**INSTRUCCIONES DE LA TAREA**
De acuerdo con el texto sobre las órdenes mendicantes del siglo XIII, ¿cuáles fueron los dos grupos que eclipsarían y sobrevivirían a casi todos los demás?

┌─ TEXTO DE LECTURA

El precioso don de hablar como bebé
10 junio, 2022Reino de sacerdotes
13 junio, 2022Las nuevas órdenes mendicantes
Nota del editor: Este es el cuarto capítulo en la serie especial de artículos de Tabletalk Magazine: La historia de la Iglesia | Siglo XIII
Desde los inicios de la época medieval, se esperaba que los obispos predicaran con regularidad mientras visitaban las congregaciones de sus diócesis y, en su ausencia, contaban con el apoyo amplio de los presbíteros (ancianos) ordenados, que los reemplazaban en el púlpito. Sin embargo, al igual que en nuestros días, la calidad y el compromiso hacia la predicación eran tan desiguales que hubo un éxito dispar a la hora de formar pastores y mantenerlos cumpliendo un alto estándar. Lo que Europa necesitaba en el siglo XIII era una nueva infusión de vigor en la predicación de la Palabra, tanto dentro como fuera de las paredes de la iglesia.
Mientras se pedía esta brisa de aire fresco, la Europa del siglo XIII estaba cambiando de un modo que posibilitó nuevas formas de expresión y experiencia religiosa. Los centros urbanos estaban creciendo rápidamente y, en consonancia con este desarrollo, los señoríos feudales que en su momento habían sido poderosos y constituían la base económica de Europa occidental estaban viéndose desafiados por nuevas iniciativas mercantiles. Mendigar no era un camino que llevara las riquezas y el bienestar financiero, pero estos cambios demográficos y económicos permitieron que ciertos grupos decididos de hombres y mujeres se tomaran en serio los votos de pobreza y buscaran librarse de las limitaciones de las preocupaciones ordinarias para tener la libertad de proclamar y defender el evangelio.
El surgir de nuevas órdenes
El término mendicante viene del vocablo latino que significa «mendigar», y mendigar es lo que hizo un número creciente de hombres y mujeres que formaron grupos para apoyarse y animarse mutuamente en búsqueda de objetivos comunes a lo largo del siglo XIII. Durante este periodo, se iniciaron dos grupos que eclipsarían y sobrevivirían a casi todos los demás: los franciscanos y los dominicos. Indudablemente, esto se debe al hecho de que estas dos órdenes fueron fundadas por hombres de carácter y acciones tan convincentes que terminaron siendo canonizados. Antes de considerar las dos grandes órdenes mendicantes, observaremos un momento las órdenes menos valoradas.

└─
┌─ LISTADO PROPORCIONADO

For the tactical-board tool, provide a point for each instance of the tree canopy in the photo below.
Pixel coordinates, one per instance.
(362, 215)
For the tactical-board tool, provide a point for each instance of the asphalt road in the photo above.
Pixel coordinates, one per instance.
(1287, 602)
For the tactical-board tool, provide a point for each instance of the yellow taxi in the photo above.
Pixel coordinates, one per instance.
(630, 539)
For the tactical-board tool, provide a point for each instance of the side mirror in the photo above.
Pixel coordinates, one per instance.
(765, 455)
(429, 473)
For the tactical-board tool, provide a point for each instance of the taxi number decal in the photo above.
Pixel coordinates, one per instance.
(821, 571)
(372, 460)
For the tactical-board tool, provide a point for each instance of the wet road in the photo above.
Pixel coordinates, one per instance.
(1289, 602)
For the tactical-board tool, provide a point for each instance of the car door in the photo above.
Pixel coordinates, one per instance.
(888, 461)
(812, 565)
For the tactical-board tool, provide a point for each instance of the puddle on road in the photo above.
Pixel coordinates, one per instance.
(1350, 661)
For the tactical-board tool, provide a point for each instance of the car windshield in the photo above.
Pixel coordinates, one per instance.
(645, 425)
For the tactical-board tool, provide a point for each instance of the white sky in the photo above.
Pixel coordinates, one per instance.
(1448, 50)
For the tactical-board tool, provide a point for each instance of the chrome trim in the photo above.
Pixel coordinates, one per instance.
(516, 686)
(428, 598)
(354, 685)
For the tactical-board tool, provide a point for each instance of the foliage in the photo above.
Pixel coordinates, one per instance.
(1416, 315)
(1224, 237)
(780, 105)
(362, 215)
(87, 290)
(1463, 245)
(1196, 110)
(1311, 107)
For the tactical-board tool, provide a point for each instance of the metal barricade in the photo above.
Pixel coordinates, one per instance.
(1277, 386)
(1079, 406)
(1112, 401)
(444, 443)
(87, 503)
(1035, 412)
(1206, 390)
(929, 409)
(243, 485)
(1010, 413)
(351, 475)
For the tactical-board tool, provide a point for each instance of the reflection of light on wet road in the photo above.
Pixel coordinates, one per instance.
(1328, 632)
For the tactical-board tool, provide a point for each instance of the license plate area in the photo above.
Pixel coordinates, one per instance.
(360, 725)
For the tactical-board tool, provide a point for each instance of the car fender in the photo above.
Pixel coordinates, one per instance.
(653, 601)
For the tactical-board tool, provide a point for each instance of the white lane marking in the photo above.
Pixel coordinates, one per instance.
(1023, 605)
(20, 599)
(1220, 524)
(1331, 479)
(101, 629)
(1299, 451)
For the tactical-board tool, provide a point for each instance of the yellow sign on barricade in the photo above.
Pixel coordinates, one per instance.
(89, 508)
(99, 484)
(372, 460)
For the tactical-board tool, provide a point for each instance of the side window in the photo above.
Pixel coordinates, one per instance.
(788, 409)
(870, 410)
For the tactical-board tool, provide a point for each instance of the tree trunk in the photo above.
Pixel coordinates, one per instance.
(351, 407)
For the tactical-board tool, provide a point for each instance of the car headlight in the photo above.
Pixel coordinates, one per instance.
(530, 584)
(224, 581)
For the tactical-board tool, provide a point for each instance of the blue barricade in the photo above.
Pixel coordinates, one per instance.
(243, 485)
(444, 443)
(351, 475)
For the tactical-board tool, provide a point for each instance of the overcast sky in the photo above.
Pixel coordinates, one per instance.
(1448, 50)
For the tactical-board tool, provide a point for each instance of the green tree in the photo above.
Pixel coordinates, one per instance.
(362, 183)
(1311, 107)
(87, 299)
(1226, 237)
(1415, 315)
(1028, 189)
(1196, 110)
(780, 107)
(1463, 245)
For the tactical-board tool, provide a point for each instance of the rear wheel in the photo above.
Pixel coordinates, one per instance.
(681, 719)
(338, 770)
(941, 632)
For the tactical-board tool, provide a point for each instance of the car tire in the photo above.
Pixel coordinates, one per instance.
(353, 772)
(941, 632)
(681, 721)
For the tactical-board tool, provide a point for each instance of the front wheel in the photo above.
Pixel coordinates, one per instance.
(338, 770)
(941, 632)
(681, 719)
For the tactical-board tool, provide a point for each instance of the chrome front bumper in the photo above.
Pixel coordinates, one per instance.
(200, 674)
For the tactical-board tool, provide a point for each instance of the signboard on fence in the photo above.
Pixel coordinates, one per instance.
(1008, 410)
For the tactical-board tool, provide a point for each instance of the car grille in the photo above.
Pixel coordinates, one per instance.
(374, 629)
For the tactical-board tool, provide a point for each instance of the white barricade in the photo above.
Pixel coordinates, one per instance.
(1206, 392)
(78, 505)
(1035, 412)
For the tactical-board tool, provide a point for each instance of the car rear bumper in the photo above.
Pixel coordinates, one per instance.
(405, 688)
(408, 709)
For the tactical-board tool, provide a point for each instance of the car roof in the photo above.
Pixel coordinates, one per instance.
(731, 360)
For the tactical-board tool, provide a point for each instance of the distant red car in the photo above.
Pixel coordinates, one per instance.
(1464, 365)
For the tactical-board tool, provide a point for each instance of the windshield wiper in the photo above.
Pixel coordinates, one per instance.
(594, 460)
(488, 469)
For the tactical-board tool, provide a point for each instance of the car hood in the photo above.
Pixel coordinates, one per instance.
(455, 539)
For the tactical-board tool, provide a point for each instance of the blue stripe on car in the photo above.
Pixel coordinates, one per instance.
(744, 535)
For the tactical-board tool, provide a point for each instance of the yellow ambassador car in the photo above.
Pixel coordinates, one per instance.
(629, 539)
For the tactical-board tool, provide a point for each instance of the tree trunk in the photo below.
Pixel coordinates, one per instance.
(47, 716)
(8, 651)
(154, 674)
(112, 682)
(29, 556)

└─

**TAREA RESUELTA**
Los franciscanos y los dominicos.